The data must be given again in full, with no line altered.

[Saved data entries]
▬▬▬▬▬▬
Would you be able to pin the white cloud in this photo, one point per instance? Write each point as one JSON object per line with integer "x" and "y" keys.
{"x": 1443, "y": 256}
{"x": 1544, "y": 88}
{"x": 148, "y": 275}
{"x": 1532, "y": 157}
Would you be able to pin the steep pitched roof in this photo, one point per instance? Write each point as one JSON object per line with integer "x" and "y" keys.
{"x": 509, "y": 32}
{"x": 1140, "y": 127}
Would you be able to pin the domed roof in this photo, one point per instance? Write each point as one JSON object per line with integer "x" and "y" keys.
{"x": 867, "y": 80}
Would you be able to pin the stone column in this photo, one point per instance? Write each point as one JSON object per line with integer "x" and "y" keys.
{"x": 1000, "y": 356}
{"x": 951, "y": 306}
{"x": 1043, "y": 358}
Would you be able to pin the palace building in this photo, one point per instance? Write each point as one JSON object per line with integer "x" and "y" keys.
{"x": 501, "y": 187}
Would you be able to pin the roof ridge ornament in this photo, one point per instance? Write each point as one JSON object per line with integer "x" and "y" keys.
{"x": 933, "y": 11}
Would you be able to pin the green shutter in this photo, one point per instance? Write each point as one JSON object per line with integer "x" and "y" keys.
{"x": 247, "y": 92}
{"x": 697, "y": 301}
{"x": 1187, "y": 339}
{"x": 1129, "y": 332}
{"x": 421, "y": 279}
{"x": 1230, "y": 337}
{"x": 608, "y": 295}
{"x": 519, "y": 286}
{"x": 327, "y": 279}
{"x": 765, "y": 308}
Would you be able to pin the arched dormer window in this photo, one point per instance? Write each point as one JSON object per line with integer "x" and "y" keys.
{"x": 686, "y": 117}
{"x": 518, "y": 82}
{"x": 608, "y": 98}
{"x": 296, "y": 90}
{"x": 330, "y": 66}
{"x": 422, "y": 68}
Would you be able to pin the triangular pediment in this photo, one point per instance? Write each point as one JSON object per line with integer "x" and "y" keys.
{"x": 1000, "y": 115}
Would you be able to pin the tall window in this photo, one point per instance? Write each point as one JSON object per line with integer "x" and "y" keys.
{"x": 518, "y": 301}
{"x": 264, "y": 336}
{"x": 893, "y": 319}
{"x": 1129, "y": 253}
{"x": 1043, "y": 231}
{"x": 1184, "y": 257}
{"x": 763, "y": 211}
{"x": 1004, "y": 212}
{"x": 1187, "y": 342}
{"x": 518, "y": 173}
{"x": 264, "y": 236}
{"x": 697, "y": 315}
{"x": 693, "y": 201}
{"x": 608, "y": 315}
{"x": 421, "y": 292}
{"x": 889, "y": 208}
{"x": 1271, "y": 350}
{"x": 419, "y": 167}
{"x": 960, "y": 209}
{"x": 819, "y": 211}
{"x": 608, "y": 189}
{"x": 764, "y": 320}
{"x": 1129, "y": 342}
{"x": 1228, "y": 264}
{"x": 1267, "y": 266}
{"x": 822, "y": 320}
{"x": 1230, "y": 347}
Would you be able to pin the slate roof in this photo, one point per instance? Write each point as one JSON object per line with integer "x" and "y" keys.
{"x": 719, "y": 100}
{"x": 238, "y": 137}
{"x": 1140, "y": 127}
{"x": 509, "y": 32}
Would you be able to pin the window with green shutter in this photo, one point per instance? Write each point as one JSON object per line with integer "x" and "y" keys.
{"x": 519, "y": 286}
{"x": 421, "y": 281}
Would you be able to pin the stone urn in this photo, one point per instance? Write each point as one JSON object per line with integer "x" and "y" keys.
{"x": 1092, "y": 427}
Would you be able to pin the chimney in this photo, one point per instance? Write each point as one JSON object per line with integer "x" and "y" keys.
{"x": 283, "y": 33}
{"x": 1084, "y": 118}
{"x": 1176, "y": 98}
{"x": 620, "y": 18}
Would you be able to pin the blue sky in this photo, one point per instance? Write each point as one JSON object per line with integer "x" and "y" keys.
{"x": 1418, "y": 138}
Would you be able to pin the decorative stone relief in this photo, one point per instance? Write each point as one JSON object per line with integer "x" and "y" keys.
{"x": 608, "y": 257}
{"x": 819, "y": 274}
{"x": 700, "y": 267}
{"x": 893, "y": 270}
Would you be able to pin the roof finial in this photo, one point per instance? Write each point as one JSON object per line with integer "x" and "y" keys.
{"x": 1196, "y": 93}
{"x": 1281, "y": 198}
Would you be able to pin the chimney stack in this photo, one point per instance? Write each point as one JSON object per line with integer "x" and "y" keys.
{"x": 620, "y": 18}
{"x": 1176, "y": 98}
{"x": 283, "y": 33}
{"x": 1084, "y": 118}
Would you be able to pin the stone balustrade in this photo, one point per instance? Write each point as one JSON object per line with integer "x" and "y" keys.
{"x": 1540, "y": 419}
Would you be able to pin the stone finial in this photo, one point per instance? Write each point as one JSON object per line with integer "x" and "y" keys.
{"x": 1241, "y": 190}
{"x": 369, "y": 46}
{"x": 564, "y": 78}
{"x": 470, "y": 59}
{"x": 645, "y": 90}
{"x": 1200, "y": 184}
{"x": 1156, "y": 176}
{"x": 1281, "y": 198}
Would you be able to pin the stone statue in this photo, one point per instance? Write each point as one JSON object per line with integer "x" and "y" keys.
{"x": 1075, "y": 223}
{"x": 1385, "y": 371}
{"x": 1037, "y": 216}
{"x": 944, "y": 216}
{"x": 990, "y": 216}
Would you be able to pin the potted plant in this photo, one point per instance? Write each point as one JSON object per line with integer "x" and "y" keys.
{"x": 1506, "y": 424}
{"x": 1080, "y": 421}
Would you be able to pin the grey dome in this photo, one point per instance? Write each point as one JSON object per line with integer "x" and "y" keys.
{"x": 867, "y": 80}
▬▬▬▬▬▬
> [Your response]
Would you be able to pin the white cloud in this photo, one point per instance? Write each point as one JSON object per line with integer "x" and "y" keys.
{"x": 1443, "y": 256}
{"x": 1544, "y": 88}
{"x": 148, "y": 275}
{"x": 1532, "y": 157}
Would you be able to pin the steep pitched roof in this photo, one point per instance? Write each point as one JSON object per line with integer "x" and "y" keys.
{"x": 509, "y": 32}
{"x": 1140, "y": 127}
Would you be able to pin the domed roof in this photo, one point per instance? Write each point as one JSON object per line with integer "x" and "y" keys.
{"x": 867, "y": 80}
Would you be able to pin the stone column in this photo, one point per instance? Write each point as one JSON object per line with integer "x" and "y" keys.
{"x": 1000, "y": 356}
{"x": 951, "y": 306}
{"x": 1043, "y": 358}
Would you be able to pin the palace building in this photo, one point per instance? Write each point as one JSON object per line with integer "x" and "y" keys.
{"x": 501, "y": 187}
Would you be able to pin the roof ridge ornament in this photo, one point per instance? Write each point as one JSON object per line with integer "x" and "y" keys.
{"x": 933, "y": 11}
Would you be able to pin the green shutter in this photo, one point per instance? Write each point as one JSON object per line with integer "x" and "y" keys.
{"x": 247, "y": 92}
{"x": 697, "y": 301}
{"x": 1187, "y": 339}
{"x": 1129, "y": 332}
{"x": 421, "y": 279}
{"x": 1230, "y": 337}
{"x": 608, "y": 295}
{"x": 519, "y": 286}
{"x": 327, "y": 279}
{"x": 765, "y": 308}
Would you be able to pin the arched dormer window in this photo, one point per instance? Write each point as one JSON object per line with integer "x" and "y" keys.
{"x": 686, "y": 117}
{"x": 518, "y": 82}
{"x": 608, "y": 98}
{"x": 296, "y": 90}
{"x": 330, "y": 66}
{"x": 422, "y": 68}
Would you be able to pin the triangular pediment in this photo, one point per instance? Write each point as one JSON object per line with integer "x" and "y" keys.
{"x": 1000, "y": 115}
Would you be able to pin the tall window in this photo, one point per instance? Write each point as one JSON object per line with integer "x" and "y" keys.
{"x": 518, "y": 301}
{"x": 264, "y": 336}
{"x": 893, "y": 319}
{"x": 1129, "y": 253}
{"x": 1043, "y": 231}
{"x": 1184, "y": 257}
{"x": 763, "y": 211}
{"x": 1004, "y": 212}
{"x": 1187, "y": 342}
{"x": 518, "y": 173}
{"x": 264, "y": 236}
{"x": 697, "y": 315}
{"x": 693, "y": 201}
{"x": 608, "y": 315}
{"x": 421, "y": 292}
{"x": 889, "y": 208}
{"x": 1271, "y": 350}
{"x": 419, "y": 167}
{"x": 960, "y": 209}
{"x": 819, "y": 211}
{"x": 608, "y": 189}
{"x": 764, "y": 320}
{"x": 1129, "y": 342}
{"x": 1228, "y": 264}
{"x": 1267, "y": 266}
{"x": 822, "y": 320}
{"x": 1230, "y": 347}
Would you be able to pin the slate roof in this photo, one point per instance? Write each point as one JSON object per line with integer "x" and "y" keys.
{"x": 719, "y": 100}
{"x": 238, "y": 137}
{"x": 1140, "y": 127}
{"x": 509, "y": 32}
Would you be able to pin the window with green shutter in this photo, one point per instance? Write each point as one JSON object per line with integer "x" and "y" keys.
{"x": 519, "y": 286}
{"x": 421, "y": 281}
Would you be able to pin the stone urn in this photo, one point per instance? Write each point as one JSON object per line with integer "x" and "y" keys.
{"x": 1092, "y": 427}
Would you be able to pin the chimney in this photo, one point per instance? Write each point as one JSON object per line with integer "x" and "y" keys.
{"x": 283, "y": 33}
{"x": 1084, "y": 118}
{"x": 1176, "y": 98}
{"x": 620, "y": 18}
Would you be able to pin the blue sky in this photo, one point per instance? Write each point as one JSON object per line with integer "x" and "y" keys.
{"x": 1418, "y": 138}
Would you be able to pin the decorative stone relief in this photo, one point per instance? Write each point as one JSON object per line with integer "x" and "y" keys.
{"x": 608, "y": 257}
{"x": 819, "y": 274}
{"x": 700, "y": 267}
{"x": 893, "y": 270}
Would you be able to pin the roof finial in this photo, one point per instance? Write each point as one JSON object per line with integer "x" and "y" keys.
{"x": 1196, "y": 93}
{"x": 1281, "y": 198}
Would you be able to pin the chimney stack in this photo, one point per instance? Write each point as one JSON object per line with integer "x" and "y" keys.
{"x": 620, "y": 18}
{"x": 1176, "y": 98}
{"x": 283, "y": 33}
{"x": 1084, "y": 118}
Would you be able to pin the stone balustrade in this photo, one point per instance? Write each point as one JSON object per line with integer "x" and "y" keys.
{"x": 1540, "y": 419}
Would you be able to pin the stone finial in this photo, one point per instance? Write each point as one JSON object per line with integer "x" and "y" keys.
{"x": 1241, "y": 190}
{"x": 369, "y": 46}
{"x": 564, "y": 78}
{"x": 470, "y": 59}
{"x": 645, "y": 90}
{"x": 1200, "y": 184}
{"x": 1156, "y": 176}
{"x": 1281, "y": 198}
Would you be able to pin the stone statue in this photo, one point per instance? Write each point as one JSON object per line with integer "x" and "y" keys.
{"x": 1075, "y": 223}
{"x": 1385, "y": 371}
{"x": 1037, "y": 216}
{"x": 944, "y": 216}
{"x": 990, "y": 216}
Would you be able to pin the potted plant in this photo, one point per instance? Write each point as one JSON object per line with integer "x" and "y" keys.
{"x": 1506, "y": 424}
{"x": 1080, "y": 421}
Would you be able to pin the grey dome in this photo, one point per instance? Write each point as one JSON object per line with integer "x" and "y" keys.
{"x": 867, "y": 80}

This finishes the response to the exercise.